What is needed
Extract every line of the items below and reproduce each one verbatim, without alteration.

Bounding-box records
- - - - -

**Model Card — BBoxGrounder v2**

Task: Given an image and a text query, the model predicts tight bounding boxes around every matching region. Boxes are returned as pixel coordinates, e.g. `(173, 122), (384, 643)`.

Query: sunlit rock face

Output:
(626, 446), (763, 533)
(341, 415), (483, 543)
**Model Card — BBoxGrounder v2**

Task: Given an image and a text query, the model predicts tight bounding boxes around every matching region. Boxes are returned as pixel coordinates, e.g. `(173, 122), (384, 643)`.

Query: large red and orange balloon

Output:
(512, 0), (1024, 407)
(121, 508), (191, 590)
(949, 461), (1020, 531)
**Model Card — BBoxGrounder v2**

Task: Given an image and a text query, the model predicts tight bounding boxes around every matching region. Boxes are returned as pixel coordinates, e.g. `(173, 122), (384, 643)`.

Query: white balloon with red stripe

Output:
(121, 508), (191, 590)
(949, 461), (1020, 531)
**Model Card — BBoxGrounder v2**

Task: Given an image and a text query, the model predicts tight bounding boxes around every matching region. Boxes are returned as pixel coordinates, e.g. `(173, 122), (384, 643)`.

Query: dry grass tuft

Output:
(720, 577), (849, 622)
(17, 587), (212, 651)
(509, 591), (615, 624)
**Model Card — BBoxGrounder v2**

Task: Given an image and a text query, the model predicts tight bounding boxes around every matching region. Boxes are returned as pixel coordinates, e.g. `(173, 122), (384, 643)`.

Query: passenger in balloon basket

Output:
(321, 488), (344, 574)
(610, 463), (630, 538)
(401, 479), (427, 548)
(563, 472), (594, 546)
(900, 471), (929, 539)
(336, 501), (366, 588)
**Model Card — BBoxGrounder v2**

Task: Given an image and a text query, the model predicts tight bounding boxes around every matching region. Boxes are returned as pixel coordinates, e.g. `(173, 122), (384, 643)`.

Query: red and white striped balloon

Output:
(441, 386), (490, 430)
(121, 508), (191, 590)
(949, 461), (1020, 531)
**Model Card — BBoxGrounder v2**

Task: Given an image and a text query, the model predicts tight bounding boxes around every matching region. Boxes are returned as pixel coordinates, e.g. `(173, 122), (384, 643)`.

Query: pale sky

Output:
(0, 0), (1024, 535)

- - - - -

Result of the task
**Model Card — BBoxGrounder v2**

Task: Given an image and a text query, the model predicts tight bounding boxes around every matching region. Boxes are returned as pixel coordinates, e.g. `(173, 122), (384, 643)`.

Query: sunlit rock face

Output:
(626, 446), (763, 533)
(341, 415), (483, 543)
**Model Card — BBoxGrounder v2**

Task: Given an image and a text query, the model predicts tight bounding boxes around every matching region. Boxes are returned as pixel coordinates, e.g. `(173, 122), (384, 643)`.

Query: large red and orange balloon

Output:
(512, 0), (1024, 407)
(121, 508), (191, 590)
(949, 461), (1020, 531)
**Model Card — BBoxGrounder v2**

Task: Given an image and a text query, the model predicts tight bounding boxes around every matching region. Boxes are returned as pixel coordinates, e.g. `(173, 122), (384, 643)`.

Query: white balloon with red stripe

Output:
(121, 508), (191, 590)
(949, 461), (1020, 531)
**Model Card — BBoxGrounder v2**

Task: Given an image and a text query, the model predicts tight bounding boxes around every matching region. Boxes are returned as pixel coordinates, e.g. `(173, 122), (384, 643)`.

Query: dry grass tuft

Output:
(720, 577), (849, 622)
(17, 587), (212, 651)
(509, 591), (615, 624)
**Model Card — BBoxGrounder v2**

Task: Given an image and a text query, the model predicts tight bounding boxes around every matching region. Boxes are returned as pixel coordinates, e.g. `(173, 122), (384, 643)`.

Query: passenger in balloon basket

Output:
(321, 488), (344, 574)
(610, 463), (630, 538)
(401, 479), (427, 548)
(563, 472), (594, 546)
(900, 471), (929, 539)
(336, 501), (366, 588)
**Model Card — BBoxGrounder v2**

Task: Given an image and a text query, the model predicts tight bounding boxes around every matching region. Boxes are returned as pixel coordinates, e.g. `(173, 122), (384, 643)`.

Query: red and white striped balloon

Output:
(441, 386), (490, 430)
(121, 508), (191, 590)
(949, 461), (1020, 531)
**Model Card — BBoxGrounder v2**

Task: Given an image and a text query, the model predicts tight bounding boxes around every matching region. Boxes are returned as pixel coordinates, e.g. `(173, 122), (384, 643)`.

Query: pale sky

Output:
(0, 0), (1024, 535)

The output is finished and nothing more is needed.